• _AIM OF THE EXERCISE_
Your output should be each line from the material below that has the word "hair".

------------------------

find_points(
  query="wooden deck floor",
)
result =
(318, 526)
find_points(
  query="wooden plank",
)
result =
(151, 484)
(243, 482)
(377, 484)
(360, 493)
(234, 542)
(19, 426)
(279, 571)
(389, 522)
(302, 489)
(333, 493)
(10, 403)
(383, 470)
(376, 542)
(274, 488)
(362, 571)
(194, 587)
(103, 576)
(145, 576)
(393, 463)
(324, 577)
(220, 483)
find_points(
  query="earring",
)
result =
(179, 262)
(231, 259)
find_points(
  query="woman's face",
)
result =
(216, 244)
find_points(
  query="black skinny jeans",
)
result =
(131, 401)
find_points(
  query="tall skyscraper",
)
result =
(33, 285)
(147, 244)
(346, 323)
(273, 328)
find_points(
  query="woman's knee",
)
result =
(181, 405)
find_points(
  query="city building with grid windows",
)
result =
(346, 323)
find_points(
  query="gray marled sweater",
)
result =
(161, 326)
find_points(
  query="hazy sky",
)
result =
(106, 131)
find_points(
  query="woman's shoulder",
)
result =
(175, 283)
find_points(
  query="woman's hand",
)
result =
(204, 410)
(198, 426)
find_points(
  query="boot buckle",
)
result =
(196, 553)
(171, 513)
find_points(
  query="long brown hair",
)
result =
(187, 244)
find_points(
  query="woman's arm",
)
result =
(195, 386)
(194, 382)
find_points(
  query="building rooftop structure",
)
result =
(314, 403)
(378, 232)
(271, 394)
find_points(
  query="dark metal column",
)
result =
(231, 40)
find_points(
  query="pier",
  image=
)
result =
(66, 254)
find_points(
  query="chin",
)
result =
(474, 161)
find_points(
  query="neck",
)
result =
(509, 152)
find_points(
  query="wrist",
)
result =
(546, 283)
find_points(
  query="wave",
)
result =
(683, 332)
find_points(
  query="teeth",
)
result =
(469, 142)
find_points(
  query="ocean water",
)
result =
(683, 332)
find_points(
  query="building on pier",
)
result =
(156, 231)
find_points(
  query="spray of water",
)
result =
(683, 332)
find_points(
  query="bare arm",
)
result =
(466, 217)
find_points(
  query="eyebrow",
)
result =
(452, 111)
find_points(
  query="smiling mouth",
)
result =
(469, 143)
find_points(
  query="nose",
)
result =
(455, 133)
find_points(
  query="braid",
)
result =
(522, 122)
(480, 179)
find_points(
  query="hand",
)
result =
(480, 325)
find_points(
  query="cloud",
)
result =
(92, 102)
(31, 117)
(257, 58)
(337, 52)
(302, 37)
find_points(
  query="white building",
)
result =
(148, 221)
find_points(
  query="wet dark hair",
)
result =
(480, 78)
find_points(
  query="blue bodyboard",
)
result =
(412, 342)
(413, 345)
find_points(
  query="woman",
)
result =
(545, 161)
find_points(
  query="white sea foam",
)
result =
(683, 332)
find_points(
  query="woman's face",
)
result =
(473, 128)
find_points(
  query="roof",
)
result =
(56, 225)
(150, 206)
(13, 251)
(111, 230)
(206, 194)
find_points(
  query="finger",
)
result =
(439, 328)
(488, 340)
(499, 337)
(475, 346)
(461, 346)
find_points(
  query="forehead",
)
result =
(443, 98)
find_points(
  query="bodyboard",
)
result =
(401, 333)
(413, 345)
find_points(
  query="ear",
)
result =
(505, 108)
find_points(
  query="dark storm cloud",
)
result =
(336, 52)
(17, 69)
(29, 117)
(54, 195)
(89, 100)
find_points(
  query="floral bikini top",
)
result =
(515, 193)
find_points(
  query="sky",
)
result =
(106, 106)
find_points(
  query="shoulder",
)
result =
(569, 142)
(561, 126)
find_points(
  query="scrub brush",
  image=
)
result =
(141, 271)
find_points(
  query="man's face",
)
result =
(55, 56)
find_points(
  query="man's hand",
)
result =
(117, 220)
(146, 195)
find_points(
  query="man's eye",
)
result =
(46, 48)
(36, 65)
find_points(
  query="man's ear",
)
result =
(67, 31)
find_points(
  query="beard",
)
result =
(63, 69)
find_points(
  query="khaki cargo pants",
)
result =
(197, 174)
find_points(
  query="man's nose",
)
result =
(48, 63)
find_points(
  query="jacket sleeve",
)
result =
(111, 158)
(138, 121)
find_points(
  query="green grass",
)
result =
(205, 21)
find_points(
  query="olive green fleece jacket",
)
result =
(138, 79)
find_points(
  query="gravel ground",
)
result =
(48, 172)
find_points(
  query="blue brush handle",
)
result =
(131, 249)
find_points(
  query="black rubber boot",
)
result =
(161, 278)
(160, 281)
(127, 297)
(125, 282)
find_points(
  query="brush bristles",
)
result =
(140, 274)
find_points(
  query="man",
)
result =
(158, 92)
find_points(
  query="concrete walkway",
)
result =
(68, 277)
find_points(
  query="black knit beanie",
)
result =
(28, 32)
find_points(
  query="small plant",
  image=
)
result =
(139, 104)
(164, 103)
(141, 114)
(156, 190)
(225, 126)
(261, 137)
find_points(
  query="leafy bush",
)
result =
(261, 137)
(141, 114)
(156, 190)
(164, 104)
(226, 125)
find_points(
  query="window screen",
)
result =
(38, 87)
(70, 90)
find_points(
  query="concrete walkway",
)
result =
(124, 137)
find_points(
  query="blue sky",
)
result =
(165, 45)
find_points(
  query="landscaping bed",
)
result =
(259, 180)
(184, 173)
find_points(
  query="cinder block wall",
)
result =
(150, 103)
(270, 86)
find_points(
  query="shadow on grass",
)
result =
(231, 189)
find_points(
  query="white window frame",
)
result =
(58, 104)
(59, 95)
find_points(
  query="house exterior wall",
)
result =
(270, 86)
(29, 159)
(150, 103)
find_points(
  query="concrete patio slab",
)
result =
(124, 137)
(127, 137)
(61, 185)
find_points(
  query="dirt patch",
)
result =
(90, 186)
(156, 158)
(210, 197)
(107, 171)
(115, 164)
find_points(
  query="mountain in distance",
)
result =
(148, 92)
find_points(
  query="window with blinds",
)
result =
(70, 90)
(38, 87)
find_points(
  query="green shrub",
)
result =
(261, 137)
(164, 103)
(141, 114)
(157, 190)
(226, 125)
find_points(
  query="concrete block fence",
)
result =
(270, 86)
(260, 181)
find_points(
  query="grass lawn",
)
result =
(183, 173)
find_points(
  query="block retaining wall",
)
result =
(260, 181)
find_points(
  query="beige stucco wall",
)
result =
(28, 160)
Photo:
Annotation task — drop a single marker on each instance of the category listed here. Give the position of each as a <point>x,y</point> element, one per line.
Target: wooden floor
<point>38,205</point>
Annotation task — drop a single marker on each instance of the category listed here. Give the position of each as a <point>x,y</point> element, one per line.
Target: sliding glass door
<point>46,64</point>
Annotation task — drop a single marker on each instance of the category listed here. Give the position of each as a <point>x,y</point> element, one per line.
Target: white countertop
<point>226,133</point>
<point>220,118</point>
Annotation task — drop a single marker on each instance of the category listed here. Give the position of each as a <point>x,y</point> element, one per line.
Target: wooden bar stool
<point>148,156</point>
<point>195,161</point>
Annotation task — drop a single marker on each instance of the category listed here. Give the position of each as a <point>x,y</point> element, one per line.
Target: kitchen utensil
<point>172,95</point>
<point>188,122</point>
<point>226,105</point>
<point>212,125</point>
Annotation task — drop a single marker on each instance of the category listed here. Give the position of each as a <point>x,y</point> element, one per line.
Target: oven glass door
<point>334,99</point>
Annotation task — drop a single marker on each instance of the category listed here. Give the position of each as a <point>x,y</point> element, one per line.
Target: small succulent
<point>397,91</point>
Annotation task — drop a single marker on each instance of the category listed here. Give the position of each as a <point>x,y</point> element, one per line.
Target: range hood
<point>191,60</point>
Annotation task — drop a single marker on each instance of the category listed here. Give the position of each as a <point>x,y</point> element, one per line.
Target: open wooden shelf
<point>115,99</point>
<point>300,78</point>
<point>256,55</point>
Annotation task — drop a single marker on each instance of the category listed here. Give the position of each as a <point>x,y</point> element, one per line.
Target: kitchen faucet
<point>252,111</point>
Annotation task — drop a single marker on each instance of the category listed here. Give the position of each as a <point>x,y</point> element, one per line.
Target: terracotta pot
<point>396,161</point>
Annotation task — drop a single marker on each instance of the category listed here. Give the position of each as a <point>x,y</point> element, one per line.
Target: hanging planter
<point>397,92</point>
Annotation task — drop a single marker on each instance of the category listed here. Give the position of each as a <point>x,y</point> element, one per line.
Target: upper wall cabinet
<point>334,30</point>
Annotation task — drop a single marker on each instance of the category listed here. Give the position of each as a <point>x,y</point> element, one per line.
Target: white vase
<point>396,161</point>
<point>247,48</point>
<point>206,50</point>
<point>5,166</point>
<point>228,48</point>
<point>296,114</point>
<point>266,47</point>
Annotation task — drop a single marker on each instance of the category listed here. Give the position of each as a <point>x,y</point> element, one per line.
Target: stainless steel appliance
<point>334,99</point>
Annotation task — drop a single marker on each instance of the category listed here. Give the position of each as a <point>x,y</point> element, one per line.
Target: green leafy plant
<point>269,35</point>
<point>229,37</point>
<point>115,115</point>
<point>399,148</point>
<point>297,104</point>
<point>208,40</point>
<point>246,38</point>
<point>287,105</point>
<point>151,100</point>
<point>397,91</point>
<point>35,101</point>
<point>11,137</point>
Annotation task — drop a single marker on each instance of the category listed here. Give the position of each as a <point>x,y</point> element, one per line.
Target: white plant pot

------------------------

• _RESPONSE_
  query="long brown hair",
  query="wet dark hair",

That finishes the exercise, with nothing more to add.